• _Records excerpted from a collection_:
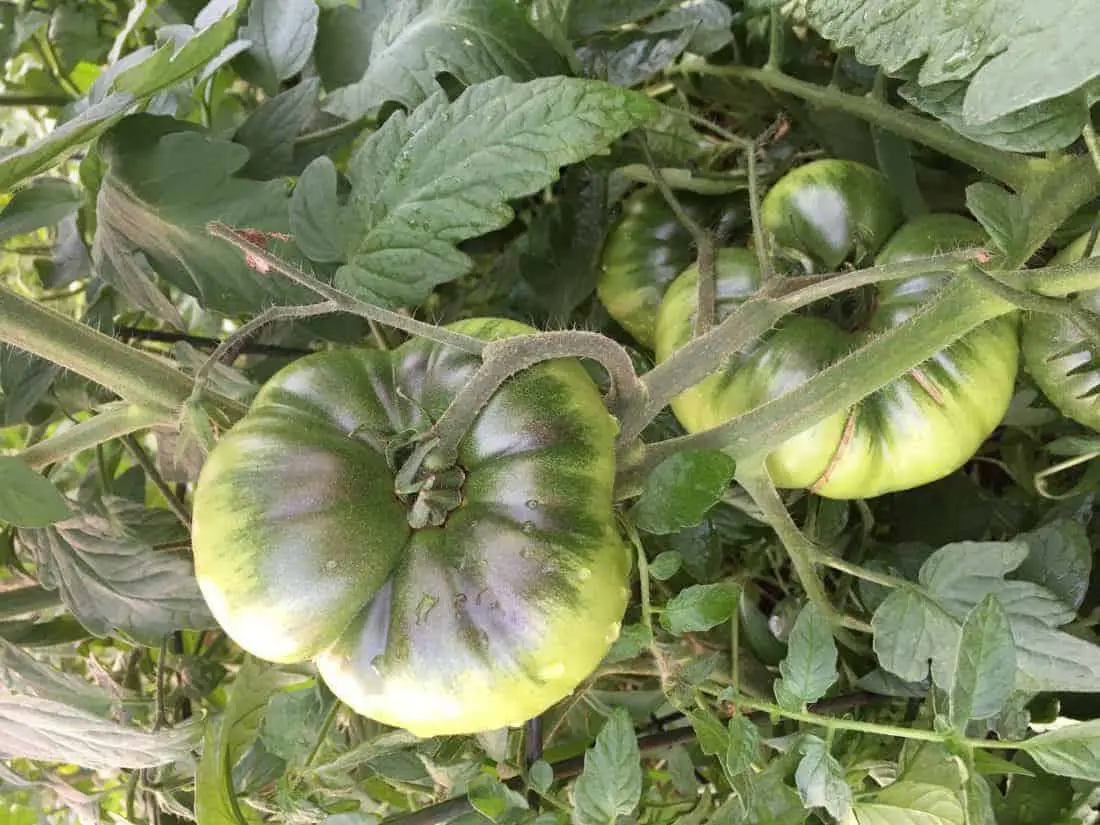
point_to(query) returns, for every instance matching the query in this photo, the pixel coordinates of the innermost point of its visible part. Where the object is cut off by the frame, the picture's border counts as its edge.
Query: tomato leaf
(42, 204)
(28, 498)
(1041, 127)
(1007, 57)
(165, 182)
(909, 803)
(342, 48)
(22, 673)
(1059, 558)
(1069, 751)
(666, 565)
(282, 33)
(700, 607)
(293, 721)
(744, 749)
(418, 40)
(681, 491)
(810, 667)
(40, 728)
(611, 784)
(224, 741)
(154, 72)
(820, 779)
(985, 667)
(271, 130)
(113, 581)
(444, 174)
(911, 630)
(493, 799)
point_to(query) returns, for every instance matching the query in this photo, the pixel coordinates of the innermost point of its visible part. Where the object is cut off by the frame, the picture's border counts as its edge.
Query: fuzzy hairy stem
(111, 422)
(800, 549)
(504, 358)
(756, 316)
(957, 309)
(342, 300)
(1010, 168)
(138, 376)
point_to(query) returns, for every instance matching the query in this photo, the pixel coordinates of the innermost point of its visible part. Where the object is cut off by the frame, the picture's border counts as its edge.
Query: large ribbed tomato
(1060, 356)
(648, 248)
(304, 547)
(912, 431)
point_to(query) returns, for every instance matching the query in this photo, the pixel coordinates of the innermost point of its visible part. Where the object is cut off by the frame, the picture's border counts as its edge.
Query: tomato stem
(754, 477)
(138, 376)
(504, 358)
(751, 319)
(873, 727)
(112, 421)
(704, 245)
(1008, 167)
(958, 308)
(342, 300)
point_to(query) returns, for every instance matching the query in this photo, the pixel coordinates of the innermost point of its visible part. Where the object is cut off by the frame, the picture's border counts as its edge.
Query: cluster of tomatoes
(505, 607)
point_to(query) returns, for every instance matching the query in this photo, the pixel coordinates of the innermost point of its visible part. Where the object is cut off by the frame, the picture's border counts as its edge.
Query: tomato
(1060, 356)
(647, 249)
(910, 432)
(832, 210)
(304, 548)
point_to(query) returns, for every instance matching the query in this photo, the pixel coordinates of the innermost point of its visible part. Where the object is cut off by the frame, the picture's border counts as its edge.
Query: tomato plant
(1059, 351)
(460, 602)
(647, 249)
(549, 411)
(917, 429)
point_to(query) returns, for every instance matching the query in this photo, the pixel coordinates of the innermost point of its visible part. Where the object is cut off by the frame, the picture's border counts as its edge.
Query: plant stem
(135, 333)
(18, 100)
(344, 301)
(958, 308)
(242, 334)
(801, 550)
(506, 356)
(323, 733)
(759, 242)
(649, 743)
(112, 422)
(154, 475)
(704, 245)
(845, 567)
(871, 727)
(136, 376)
(1010, 168)
(756, 316)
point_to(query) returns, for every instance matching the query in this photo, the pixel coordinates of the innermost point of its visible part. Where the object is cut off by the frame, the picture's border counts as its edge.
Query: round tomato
(304, 547)
(647, 249)
(912, 431)
(832, 210)
(1062, 358)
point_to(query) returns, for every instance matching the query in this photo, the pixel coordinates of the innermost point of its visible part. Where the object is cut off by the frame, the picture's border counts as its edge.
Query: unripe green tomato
(831, 210)
(912, 431)
(647, 249)
(304, 549)
(1063, 359)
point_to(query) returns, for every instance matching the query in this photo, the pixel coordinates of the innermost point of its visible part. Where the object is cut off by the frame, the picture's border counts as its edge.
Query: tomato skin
(647, 249)
(303, 550)
(913, 431)
(1059, 356)
(832, 210)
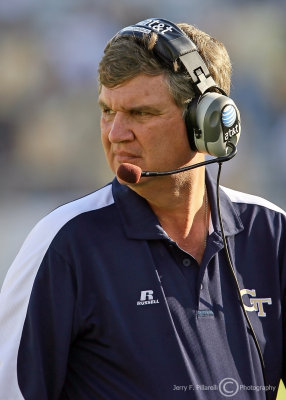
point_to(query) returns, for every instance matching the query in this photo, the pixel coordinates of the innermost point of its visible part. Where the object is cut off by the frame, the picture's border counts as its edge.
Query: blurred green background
(50, 150)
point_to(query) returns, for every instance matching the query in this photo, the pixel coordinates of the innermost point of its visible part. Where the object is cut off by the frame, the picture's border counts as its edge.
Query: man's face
(142, 125)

• _Task item_:
Give back the records exactly, minus any pictures.

• _Result below_:
point_to(query) returns, for every instance matching the query in this photo, the pixel coordinates of the innermost point of its visible part. Where the object is cut off by the frame, the picture's border counts as its edge.
Query: tomato leaf
(42, 204)
(28, 498)
(1041, 127)
(1007, 57)
(165, 182)
(909, 803)
(342, 48)
(22, 673)
(1059, 558)
(1069, 751)
(666, 565)
(282, 33)
(700, 607)
(293, 721)
(744, 749)
(418, 40)
(681, 491)
(810, 667)
(40, 728)
(611, 784)
(224, 741)
(154, 72)
(820, 779)
(985, 667)
(271, 130)
(113, 581)
(444, 174)
(911, 630)
(493, 799)
point_to(query) returns, for every instance matching the query in this photo, the pixel coordinates of the innermost point of its visible part. Where the object is cut off by the frame, the picture's border counts as its edge.
Query: fuzzy hairy stem
(111, 422)
(800, 549)
(504, 358)
(756, 316)
(957, 309)
(342, 300)
(1010, 168)
(138, 376)
point_to(query) returns, for every instance matching the query in this photo, the pixel coordinates of the innermost point of its visible part. Where the object is cut off by the frame, the picture's border counts as its edge.
Query: large ribbed tomato
(1060, 356)
(648, 248)
(304, 547)
(912, 431)
point_to(query) returns, for every instance matching the query in this photo, the pixel coordinates of the innermost point of its visible part. Where the object is cut off by the frame, the picture's border counts as its edge.
Query: tomato stem
(754, 477)
(138, 376)
(504, 358)
(751, 319)
(873, 727)
(112, 421)
(704, 245)
(1008, 167)
(958, 308)
(342, 300)
point_to(query) returns, for every instance matching the query in this photo, the pixel coordinates of the innermost point of its visible part. Where the object is cut off by the frame, the picture's border counts as its edge.
Query: cluster of tomatoes
(505, 607)
point_to(query) returns, for every instance matching the query in this photo, the pixel coordinates of the innermost point of its visible part. Where the object is cut off by the frame, the picture's border counts as its edge.
Query: tomato
(1060, 356)
(647, 249)
(910, 432)
(832, 210)
(304, 548)
point_to(query) returns, for every instance matching the query in this photo, the pixel coordinates of the innermost point of its visible part. Where the object is cut off by the frame, the picture's border counts as its edge.
Query: tomato plant
(1059, 351)
(460, 602)
(647, 249)
(549, 411)
(917, 429)
point_to(query) returns, for every instance matching the query in this photo, the pixel coordinates of the innermost point of its visible part. Where the object is cut off by the frame, the picture's border counts as its edge.
Query: plant stem
(135, 333)
(18, 100)
(344, 301)
(958, 308)
(242, 334)
(801, 550)
(506, 356)
(323, 733)
(759, 242)
(649, 743)
(112, 422)
(154, 475)
(704, 245)
(845, 567)
(871, 727)
(136, 376)
(1010, 168)
(756, 316)
point_to(query) returns, for every instance matching the query in this photo, the pixel coordinates of the innermost point of its visible part. Where the object is cut off by the frame, the picture's border counts as its edge.
Query: round tomato
(304, 547)
(647, 249)
(912, 431)
(832, 210)
(1062, 358)
point_to(query) returns, for every instance matching the query in this photo, the pixel coordinates of the innermost point of its visible part. Where the object is cut off by the frame, the picture's border counts as its edge.
Query: unripe green tomato
(831, 210)
(912, 431)
(647, 249)
(304, 549)
(1063, 359)
point_to(query) returns, for every instance matching the query in this photo, the pixel coordinates of the innermost point of its visible part. Where the object is cut off by the frame, the picture's border counts as its edge.
Query: tomato skin
(647, 249)
(303, 550)
(913, 431)
(1059, 356)
(832, 210)
point_to(query) returns, for every instance matching the query in this photo, the pixel coordinates of the innermost point of its visible part. Where the object is cut off by the frame, the picture's border counts as its edge.
Query: blurred green background
(50, 150)
point_to(query) returns, for every instance matching the query in this photo, the pixel coordinates of the innermost point of its visible part. Where the object is cut off by the frame, the picture's border counts as its edge.
Query: man's face
(142, 125)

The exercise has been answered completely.